**Given instruction**
Start at the line containing "Field-scouting task: mark every instance of the white" and transcribe every line exactly through the end of the records below, and only those lines.
-- START --
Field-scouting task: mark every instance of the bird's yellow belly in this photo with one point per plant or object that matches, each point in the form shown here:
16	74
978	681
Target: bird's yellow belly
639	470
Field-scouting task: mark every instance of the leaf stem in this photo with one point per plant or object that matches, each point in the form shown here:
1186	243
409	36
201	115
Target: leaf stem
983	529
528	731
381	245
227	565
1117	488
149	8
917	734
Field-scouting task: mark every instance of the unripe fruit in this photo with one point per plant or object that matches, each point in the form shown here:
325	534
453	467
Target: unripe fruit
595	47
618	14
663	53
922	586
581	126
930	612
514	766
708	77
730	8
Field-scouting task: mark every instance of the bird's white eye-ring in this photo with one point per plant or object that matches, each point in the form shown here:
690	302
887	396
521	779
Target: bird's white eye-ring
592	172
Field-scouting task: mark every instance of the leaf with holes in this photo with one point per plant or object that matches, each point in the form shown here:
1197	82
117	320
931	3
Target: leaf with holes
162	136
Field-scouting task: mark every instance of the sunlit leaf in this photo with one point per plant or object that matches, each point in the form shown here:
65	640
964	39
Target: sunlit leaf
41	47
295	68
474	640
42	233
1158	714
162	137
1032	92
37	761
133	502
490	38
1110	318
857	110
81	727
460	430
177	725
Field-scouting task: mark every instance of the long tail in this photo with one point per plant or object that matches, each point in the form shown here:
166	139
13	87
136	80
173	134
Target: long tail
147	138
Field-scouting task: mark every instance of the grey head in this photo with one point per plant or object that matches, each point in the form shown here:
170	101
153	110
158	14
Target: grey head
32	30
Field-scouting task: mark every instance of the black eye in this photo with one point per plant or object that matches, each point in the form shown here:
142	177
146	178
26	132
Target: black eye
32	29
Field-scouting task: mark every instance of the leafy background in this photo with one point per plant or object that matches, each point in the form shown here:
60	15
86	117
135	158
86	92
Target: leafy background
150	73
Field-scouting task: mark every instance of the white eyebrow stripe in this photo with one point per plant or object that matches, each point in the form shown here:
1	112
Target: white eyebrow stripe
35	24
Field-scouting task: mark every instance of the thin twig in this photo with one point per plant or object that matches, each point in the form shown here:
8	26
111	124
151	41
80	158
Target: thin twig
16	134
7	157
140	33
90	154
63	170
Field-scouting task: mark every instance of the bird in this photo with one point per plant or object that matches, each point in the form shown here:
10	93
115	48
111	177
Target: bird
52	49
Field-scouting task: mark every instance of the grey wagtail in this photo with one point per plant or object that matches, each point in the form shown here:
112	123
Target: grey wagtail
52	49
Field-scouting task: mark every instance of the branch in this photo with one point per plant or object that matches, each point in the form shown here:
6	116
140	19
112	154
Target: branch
-- END --
**Written reply**
Field-scouting task: mark every instance of the white eyebrow stripe in this photo with one point per plant or object that matches, each point in the form shown here:
1	112
Target: white eyebrow stripe
35	24
Field-scouting task: mark every instance of the thin twig in this photo with one point per plant or object that matches, each point in the form shown here:
8	26
111	124
151	41
80	158
Target: thin twig
16	134
7	157
140	33
90	154
63	170
Field-scouting task: mark every instance of the bird in this photo with one point per plant or object that matches, each point in the form shown here:
10	93
115	48
111	177
Target: bird
52	49
Field-scouting task: mark every instance of the grey wagtail in this photo with one point per plant or object that matches, each point in the form shown here:
112	123
Target: grey wagtail
52	49
Field-scouting task: mark every instance of the branch in this photo with one point per plant or object that matches, each point in the form shown here:
6	116
140	19
112	154
Target: branch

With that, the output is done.